◆ TASK
Starting with the line containing "Give the mask of every instance of the underwater" and going on through the line containing "[[1, 198], [353, 198], [352, 0], [1, 1]]", write out only those lines of the records, all text kept, and scale every x and y coordinate in the answer masks by 1.85. Round each result to a whole number, with halves going up.

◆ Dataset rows

···

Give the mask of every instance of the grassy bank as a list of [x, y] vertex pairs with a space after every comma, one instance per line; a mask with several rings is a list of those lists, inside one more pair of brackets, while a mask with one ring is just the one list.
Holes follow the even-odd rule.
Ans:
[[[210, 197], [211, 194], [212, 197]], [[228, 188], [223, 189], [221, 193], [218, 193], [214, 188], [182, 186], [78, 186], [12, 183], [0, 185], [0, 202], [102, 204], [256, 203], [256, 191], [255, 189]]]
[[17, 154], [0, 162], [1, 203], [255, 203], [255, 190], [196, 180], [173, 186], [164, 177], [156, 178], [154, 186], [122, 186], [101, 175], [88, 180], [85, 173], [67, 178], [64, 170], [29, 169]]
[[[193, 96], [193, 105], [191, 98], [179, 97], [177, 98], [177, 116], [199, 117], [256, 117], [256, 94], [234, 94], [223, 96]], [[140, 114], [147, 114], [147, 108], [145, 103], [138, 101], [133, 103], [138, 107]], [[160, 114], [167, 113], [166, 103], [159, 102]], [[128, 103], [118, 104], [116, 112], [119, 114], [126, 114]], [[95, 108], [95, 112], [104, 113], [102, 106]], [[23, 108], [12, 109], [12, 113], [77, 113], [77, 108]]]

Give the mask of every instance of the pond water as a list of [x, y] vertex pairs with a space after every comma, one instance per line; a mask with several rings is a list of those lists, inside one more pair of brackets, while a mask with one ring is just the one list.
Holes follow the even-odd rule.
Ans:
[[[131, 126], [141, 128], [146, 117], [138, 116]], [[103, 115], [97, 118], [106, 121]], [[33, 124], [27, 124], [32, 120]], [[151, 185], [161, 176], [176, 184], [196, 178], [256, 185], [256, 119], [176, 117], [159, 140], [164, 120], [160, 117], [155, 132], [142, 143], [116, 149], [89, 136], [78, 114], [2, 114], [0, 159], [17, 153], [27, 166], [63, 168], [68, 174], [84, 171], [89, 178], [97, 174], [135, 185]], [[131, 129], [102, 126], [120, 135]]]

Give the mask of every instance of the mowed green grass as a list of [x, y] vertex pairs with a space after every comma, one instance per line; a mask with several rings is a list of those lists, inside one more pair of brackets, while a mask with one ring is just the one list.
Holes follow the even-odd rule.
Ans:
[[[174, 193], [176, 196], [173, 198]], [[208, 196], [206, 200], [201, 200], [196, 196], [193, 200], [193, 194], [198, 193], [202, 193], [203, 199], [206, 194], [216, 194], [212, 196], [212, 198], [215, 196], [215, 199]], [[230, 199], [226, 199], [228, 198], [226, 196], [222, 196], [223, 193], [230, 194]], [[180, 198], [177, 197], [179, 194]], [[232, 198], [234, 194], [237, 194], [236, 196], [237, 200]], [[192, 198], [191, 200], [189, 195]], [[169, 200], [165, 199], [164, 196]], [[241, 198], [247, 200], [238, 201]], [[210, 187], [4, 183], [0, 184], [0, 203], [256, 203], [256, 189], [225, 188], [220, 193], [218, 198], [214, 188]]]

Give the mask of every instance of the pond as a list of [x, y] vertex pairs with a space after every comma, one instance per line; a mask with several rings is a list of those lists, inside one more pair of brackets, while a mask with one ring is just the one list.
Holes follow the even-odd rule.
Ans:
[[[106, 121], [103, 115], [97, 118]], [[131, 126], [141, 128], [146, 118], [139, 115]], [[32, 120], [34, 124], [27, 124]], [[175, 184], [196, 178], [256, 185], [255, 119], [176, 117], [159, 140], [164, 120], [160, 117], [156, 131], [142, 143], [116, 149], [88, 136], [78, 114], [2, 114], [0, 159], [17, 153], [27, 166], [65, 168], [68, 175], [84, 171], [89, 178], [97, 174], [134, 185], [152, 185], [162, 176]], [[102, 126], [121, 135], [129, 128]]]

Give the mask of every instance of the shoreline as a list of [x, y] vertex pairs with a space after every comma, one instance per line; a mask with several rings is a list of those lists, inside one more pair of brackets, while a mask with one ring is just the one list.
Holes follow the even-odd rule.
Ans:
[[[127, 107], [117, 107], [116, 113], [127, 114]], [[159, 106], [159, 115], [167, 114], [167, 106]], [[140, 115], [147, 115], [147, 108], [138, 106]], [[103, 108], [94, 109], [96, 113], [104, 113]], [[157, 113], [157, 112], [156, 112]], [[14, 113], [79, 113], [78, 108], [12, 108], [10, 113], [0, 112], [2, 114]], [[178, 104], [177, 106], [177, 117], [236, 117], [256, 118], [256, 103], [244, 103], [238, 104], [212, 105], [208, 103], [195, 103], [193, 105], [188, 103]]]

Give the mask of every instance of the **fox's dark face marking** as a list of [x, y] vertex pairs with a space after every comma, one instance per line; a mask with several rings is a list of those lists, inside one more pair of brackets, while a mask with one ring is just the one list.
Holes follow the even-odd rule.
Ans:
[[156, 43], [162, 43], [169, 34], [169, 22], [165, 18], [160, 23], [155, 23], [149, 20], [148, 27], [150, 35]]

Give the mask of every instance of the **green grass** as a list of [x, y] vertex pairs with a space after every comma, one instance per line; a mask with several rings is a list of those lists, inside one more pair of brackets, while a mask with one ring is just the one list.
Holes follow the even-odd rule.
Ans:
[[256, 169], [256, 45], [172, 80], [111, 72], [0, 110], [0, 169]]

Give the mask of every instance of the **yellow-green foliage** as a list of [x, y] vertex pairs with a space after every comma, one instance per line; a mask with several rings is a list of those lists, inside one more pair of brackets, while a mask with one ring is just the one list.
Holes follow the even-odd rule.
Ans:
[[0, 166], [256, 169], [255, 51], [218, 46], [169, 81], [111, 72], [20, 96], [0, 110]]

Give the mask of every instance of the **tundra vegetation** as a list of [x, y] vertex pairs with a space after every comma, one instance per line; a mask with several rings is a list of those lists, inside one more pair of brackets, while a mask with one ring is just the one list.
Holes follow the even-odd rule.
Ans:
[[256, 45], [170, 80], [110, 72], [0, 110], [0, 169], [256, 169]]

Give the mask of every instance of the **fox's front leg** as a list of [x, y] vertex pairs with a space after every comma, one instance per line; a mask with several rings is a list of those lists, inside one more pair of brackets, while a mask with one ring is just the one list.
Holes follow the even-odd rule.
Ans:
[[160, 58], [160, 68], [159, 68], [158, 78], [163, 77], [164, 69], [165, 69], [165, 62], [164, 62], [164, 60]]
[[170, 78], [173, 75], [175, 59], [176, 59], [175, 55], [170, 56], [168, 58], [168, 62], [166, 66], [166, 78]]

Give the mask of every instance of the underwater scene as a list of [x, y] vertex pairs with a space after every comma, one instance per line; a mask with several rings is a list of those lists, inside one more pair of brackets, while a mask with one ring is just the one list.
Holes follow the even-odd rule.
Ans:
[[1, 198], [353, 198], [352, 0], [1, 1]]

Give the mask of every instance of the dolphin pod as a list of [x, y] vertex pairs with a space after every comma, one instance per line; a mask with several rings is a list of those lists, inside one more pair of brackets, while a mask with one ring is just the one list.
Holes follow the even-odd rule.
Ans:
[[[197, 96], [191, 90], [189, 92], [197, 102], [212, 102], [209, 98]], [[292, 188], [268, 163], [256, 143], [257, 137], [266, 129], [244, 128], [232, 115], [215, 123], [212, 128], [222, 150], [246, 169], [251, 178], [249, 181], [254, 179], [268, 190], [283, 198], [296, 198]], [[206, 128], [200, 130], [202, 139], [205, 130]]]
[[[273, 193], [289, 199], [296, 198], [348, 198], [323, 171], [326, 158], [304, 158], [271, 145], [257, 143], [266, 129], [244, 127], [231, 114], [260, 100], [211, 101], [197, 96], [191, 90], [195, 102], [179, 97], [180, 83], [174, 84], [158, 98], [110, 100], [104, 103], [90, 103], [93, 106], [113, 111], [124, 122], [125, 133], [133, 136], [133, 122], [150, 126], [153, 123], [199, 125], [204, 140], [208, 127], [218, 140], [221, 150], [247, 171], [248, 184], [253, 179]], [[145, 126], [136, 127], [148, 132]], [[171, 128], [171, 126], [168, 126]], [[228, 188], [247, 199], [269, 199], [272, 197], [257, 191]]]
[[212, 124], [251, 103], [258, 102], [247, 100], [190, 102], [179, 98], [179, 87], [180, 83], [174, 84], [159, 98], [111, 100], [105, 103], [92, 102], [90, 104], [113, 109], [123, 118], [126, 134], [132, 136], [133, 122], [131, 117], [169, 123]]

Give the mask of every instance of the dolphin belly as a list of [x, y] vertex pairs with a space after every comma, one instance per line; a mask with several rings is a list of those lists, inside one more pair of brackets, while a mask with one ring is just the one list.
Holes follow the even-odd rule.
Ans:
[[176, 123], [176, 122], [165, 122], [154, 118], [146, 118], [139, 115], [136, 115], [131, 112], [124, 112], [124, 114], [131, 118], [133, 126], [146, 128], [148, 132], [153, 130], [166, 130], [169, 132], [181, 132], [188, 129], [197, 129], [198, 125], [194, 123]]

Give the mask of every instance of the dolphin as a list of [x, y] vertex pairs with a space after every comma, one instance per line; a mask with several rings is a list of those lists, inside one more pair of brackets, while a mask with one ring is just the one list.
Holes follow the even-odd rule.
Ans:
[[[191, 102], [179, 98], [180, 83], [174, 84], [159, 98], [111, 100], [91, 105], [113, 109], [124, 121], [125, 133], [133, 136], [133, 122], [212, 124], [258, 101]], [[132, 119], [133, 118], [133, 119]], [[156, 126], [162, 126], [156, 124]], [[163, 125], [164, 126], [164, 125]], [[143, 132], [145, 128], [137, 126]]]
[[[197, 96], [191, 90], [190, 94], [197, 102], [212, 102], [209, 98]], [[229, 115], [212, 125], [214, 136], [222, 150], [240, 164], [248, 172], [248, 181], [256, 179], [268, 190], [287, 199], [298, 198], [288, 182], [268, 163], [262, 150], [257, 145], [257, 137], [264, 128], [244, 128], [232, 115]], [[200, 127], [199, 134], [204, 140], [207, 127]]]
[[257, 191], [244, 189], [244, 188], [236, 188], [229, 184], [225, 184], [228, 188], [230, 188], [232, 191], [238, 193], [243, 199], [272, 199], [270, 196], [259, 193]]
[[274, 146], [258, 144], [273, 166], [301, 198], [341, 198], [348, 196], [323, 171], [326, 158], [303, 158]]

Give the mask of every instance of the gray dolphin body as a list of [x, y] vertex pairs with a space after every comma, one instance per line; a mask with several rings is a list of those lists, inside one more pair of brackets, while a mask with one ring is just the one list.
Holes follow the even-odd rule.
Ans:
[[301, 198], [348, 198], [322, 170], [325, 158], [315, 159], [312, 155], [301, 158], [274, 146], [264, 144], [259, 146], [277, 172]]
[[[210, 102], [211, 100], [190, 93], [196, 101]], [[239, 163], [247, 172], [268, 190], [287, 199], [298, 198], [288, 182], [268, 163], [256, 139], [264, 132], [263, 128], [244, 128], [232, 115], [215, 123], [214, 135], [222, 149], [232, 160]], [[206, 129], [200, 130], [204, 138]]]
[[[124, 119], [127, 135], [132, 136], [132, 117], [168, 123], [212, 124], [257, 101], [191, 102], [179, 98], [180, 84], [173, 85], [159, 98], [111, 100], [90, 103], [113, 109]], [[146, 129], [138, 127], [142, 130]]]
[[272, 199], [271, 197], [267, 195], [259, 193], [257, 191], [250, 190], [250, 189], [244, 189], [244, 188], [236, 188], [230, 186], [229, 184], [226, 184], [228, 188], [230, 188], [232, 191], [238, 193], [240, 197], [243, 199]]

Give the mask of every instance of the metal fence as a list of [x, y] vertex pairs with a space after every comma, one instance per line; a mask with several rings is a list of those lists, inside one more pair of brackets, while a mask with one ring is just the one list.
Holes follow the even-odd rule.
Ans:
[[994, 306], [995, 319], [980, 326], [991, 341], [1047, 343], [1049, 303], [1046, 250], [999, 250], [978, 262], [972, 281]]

···

◆ SOLUTION FOR THIS EXERCISE
Give the mask of every instance of the underwater scene as a list of [x, y] vertex pairs with a space after every comma, one instance per line; a mask with several rings is a list of those lists, inside one more pair of brackets, while a mask with one ring is just the one list.
Holes follow the even-odd rule.
Ans:
[[2, 366], [653, 366], [651, 0], [2, 2]]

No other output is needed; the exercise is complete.